▶ _AIM_
Reproduce the stretch of lines below without any change, from the line that contains "dorsal fin spine." through the final line.

▶ _DATA SUPPLIED_
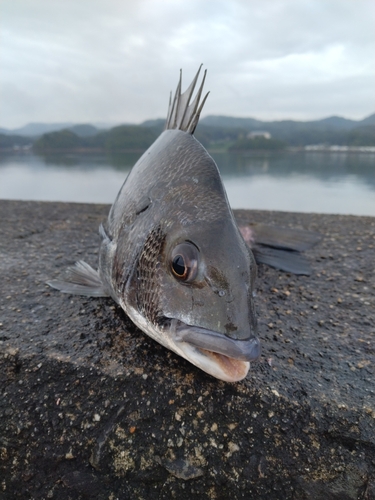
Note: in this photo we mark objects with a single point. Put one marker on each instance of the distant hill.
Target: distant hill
(212, 131)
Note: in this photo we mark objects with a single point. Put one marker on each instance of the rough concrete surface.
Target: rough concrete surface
(91, 408)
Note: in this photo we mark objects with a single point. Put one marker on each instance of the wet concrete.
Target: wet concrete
(92, 408)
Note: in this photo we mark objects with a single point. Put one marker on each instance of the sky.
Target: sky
(115, 61)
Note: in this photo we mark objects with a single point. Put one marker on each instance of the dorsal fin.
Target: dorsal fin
(181, 114)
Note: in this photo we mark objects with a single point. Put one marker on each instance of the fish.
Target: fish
(173, 256)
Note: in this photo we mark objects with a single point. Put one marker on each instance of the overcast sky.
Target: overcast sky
(116, 60)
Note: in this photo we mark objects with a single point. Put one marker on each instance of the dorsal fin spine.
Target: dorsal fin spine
(181, 114)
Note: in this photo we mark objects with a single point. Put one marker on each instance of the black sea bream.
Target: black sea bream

▶ _COMPLETE RESPONSE_
Note: in this photo we mark objects with a single point. Put one marker on each instance of the dorsal fin spine.
Target: dorsal fin spine
(181, 114)
Note: in this photo we mark objects with a single point. Put one marker on each instance of the black sea bream.
Target: black sea bream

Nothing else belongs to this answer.